[Items from a dataset]
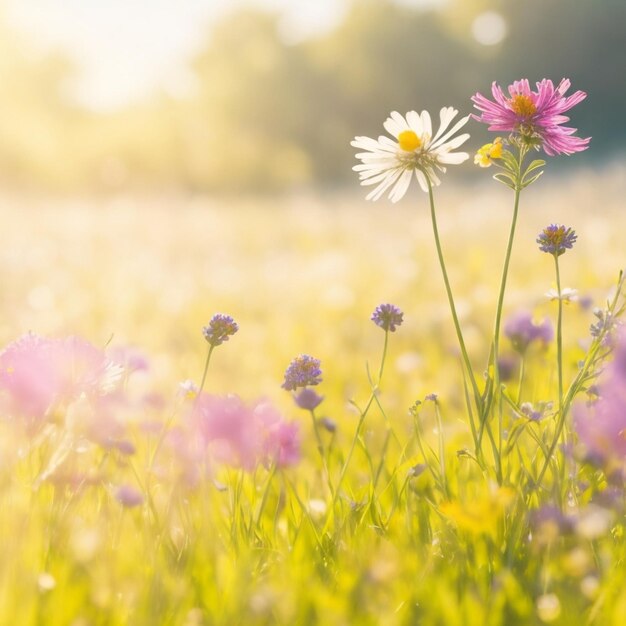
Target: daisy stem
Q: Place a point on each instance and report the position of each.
(559, 334)
(455, 319)
(493, 369)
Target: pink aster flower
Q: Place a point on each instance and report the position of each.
(536, 116)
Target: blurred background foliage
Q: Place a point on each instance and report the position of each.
(268, 114)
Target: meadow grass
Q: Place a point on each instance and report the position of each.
(412, 530)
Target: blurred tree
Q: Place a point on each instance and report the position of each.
(267, 114)
(35, 115)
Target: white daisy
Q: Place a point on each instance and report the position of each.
(390, 163)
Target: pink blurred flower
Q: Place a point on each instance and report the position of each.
(522, 330)
(536, 116)
(224, 429)
(281, 443)
(38, 373)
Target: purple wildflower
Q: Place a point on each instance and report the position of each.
(601, 428)
(522, 331)
(535, 116)
(556, 240)
(387, 316)
(220, 328)
(303, 371)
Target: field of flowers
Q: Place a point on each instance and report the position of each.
(261, 411)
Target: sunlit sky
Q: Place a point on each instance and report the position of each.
(125, 49)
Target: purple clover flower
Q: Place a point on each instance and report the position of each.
(522, 331)
(387, 316)
(303, 371)
(556, 240)
(220, 328)
(536, 117)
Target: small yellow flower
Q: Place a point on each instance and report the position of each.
(482, 513)
(490, 151)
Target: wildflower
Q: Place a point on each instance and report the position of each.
(490, 151)
(280, 442)
(37, 374)
(308, 399)
(556, 240)
(226, 430)
(128, 496)
(327, 424)
(220, 328)
(548, 607)
(387, 317)
(390, 163)
(536, 117)
(601, 428)
(303, 371)
(522, 330)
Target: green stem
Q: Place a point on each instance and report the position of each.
(206, 369)
(357, 434)
(559, 335)
(455, 318)
(492, 369)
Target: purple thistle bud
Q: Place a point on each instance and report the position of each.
(308, 399)
(220, 328)
(522, 331)
(303, 371)
(556, 240)
(387, 316)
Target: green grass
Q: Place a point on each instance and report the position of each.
(399, 543)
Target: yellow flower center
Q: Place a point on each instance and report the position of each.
(409, 140)
(490, 151)
(523, 105)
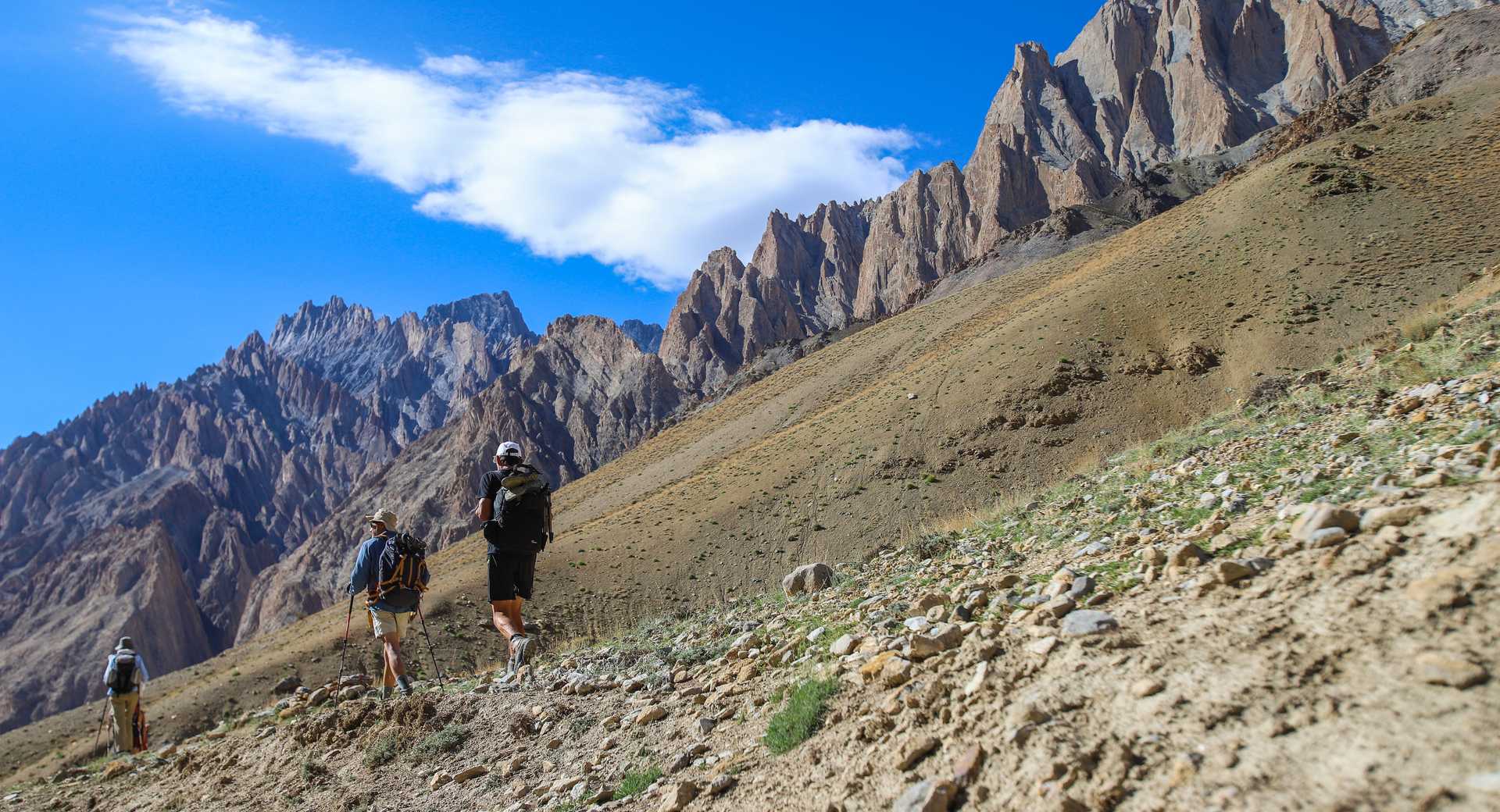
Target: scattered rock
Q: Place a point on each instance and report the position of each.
(1146, 686)
(1320, 516)
(467, 774)
(810, 577)
(1188, 554)
(680, 796)
(926, 796)
(114, 769)
(844, 645)
(977, 681)
(1087, 622)
(916, 751)
(1445, 668)
(966, 767)
(939, 639)
(1397, 516)
(1041, 646)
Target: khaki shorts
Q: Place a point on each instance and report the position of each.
(389, 622)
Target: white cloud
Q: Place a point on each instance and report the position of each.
(632, 173)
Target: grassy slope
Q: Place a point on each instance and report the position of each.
(828, 458)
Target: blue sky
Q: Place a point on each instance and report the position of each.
(153, 221)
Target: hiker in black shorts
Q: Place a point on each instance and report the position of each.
(515, 504)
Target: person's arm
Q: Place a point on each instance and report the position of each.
(488, 487)
(360, 579)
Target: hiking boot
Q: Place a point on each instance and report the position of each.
(520, 646)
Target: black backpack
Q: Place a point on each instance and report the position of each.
(402, 565)
(521, 513)
(123, 681)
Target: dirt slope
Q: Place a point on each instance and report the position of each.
(1286, 607)
(1012, 384)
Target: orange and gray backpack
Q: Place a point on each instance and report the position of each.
(402, 565)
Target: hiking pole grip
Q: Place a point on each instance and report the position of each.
(431, 650)
(345, 647)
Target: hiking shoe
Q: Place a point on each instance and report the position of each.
(520, 646)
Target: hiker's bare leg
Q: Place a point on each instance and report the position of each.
(395, 667)
(507, 616)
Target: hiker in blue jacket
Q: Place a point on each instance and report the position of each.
(391, 609)
(125, 673)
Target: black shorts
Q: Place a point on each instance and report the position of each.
(510, 575)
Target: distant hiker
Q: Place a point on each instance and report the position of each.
(392, 572)
(515, 504)
(123, 675)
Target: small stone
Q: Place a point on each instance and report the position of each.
(470, 774)
(939, 639)
(966, 767)
(916, 751)
(810, 577)
(1328, 536)
(1087, 622)
(722, 785)
(1439, 590)
(977, 681)
(1041, 646)
(926, 796)
(1320, 516)
(844, 645)
(1433, 479)
(896, 671)
(114, 769)
(680, 796)
(1444, 668)
(1059, 606)
(1188, 554)
(1230, 572)
(1146, 686)
(1184, 769)
(1395, 516)
(1082, 586)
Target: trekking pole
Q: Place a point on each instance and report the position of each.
(102, 717)
(345, 647)
(431, 650)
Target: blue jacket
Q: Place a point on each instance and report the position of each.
(140, 671)
(366, 572)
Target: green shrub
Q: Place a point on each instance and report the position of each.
(637, 781)
(383, 751)
(802, 717)
(448, 739)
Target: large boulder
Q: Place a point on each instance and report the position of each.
(810, 577)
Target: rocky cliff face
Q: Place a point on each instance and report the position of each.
(1145, 83)
(416, 368)
(582, 396)
(233, 466)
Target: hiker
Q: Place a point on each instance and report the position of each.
(123, 675)
(515, 504)
(394, 580)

**WHAT THE TASK ASKS:** Can you rename "Target" to "Object" everywhere in the listing above, change nothing else, and leave the pictures out of your answer?

**FULL OUTPUT:**
Object: daisy stem
Q: Place a point on each instance and report the position of each.
(559, 334)
(455, 319)
(493, 369)
Object: pink aster flower
Q: Place a point on each instance and report the position of each.
(536, 116)
Object: blurred background foliage
Q: Place a point on each instance and report the position of each.
(268, 114)
Object: meadow grass
Q: Place a point on each instance and report the position of each.
(412, 530)
Object: blurred tree
Q: Place a point on each instance and report the position of each.
(267, 114)
(35, 115)
Object: white daisy
Q: Place a point on each instance and report the position of each.
(390, 163)
Object: pink blurred flower
Q: Place a point on each instance and report the position of each.
(522, 330)
(536, 116)
(224, 429)
(281, 443)
(38, 373)
Object: purple wildflower
Q: Place a point on each instance and report the position of each.
(601, 428)
(522, 331)
(535, 116)
(556, 240)
(387, 316)
(220, 328)
(303, 371)
Object: field of flowers
Q: Place a point on each instance and report the position of each.
(261, 411)
Object: sunlit sky
Q: Place a point on each instance and report the position of each.
(125, 49)
Object: purple clover flower
Q: Place a point on each instance and report the position of each.
(522, 331)
(387, 316)
(303, 371)
(556, 240)
(220, 328)
(536, 117)
Object: small yellow flower
Q: Place a point on each instance and report the position of each.
(482, 513)
(490, 151)
Object: wildflower
Q: Place a point on each instance and report the position of each.
(490, 151)
(280, 442)
(37, 374)
(308, 399)
(556, 240)
(226, 430)
(128, 496)
(327, 424)
(220, 328)
(548, 607)
(387, 317)
(390, 163)
(536, 117)
(601, 428)
(303, 371)
(522, 330)
Object: green stem
Q: Place a point on each instance and report the position of each.
(206, 369)
(357, 434)
(559, 335)
(455, 318)
(492, 369)
Object: purple thistle bud
Q: Place a point on each instance and report the position of each.
(308, 399)
(220, 328)
(522, 331)
(303, 371)
(556, 240)
(387, 316)
Object: green grass
Q: Place a point on each instance and report the position of each.
(399, 543)
Object: yellow flower center
Q: Place a point on each instance and report the position of each.
(409, 140)
(490, 151)
(523, 105)
Object: scattered rock
Q: Place a point on each instance and report the position of each.
(1146, 686)
(1320, 516)
(467, 774)
(810, 577)
(1188, 554)
(680, 796)
(926, 796)
(114, 769)
(844, 645)
(977, 681)
(1087, 622)
(916, 751)
(1445, 668)
(966, 767)
(939, 639)
(1397, 516)
(1041, 646)
Object: khaki shorts
Q: Place a point on each instance and report the position of each.
(389, 622)
Object: white cloud
Q: Place a point on each instance and report the position of each.
(632, 173)
Object: grassy slope
Q: Place a point on each instance and report the position of each.
(828, 458)
Object: blue sky
Q: Place a point on each instance and report the position of each.
(153, 221)
Object: hiker in black shorts
Q: Place a point on each instance and report the position of each.
(515, 504)
Object: person's arm
Q: Place a point on each instance and report the position of each.
(488, 487)
(360, 579)
Object: hiking boot
Q: Place a point on each instance and report the position of each.
(520, 646)
Object: black backpack
Q: Place a point on each instance and report the position of each.
(402, 565)
(521, 513)
(123, 681)
Object: dirt slope
Q: Place a point on each instance and report the position of each.
(1286, 607)
(1012, 384)
Object: orange and gray backpack
Q: Place a point on each instance and report the position of each.
(402, 565)
Object: hiking pole grip
Q: Place a point on each instance and report the position of each.
(431, 650)
(345, 647)
Object: hiking shoe
Q: Place a point on each instance and report the position of each.
(520, 646)
Object: hiker's bare leg
Q: Place a point on each instance and report the position of each.
(395, 667)
(507, 616)
Object: hiker in blue jacket
Q: Place a point on each instance and report the position of each.
(391, 609)
(125, 673)
Object: black shorts
Q: Place a point on each instance and report the position of each.
(510, 575)
Object: distant hiker
Q: Place a point on each instance and report the position of each.
(392, 572)
(515, 504)
(123, 675)
Object: small stone
Q: Place a point on each instance and report the position of each.
(470, 774)
(939, 639)
(966, 767)
(916, 751)
(810, 577)
(1328, 536)
(1087, 622)
(722, 785)
(1439, 590)
(977, 681)
(1041, 646)
(926, 796)
(1320, 516)
(844, 645)
(1433, 479)
(896, 671)
(114, 769)
(680, 796)
(1444, 668)
(1059, 606)
(1188, 554)
(1230, 572)
(1146, 686)
(1184, 769)
(1395, 516)
(1082, 586)
Object: trekking pole
Q: Place a point on each instance and report the position of each.
(102, 717)
(345, 647)
(431, 650)
Object: blue jacket
Q: Place a point on each instance and report the position of each.
(140, 671)
(366, 572)
Object: green shrub
Q: Place a point on each instance and report the position of each.
(637, 781)
(383, 751)
(802, 717)
(448, 739)
Object: large boulder
Q: Place a point on each instance and report the position of each.
(810, 577)
Object: rocky cliff face
Q: Place a point on each instance and report the position of each.
(1145, 83)
(416, 368)
(582, 396)
(233, 466)
Object: hiker
Q: Place a point on each instance and report the position of each.
(123, 675)
(515, 504)
(394, 580)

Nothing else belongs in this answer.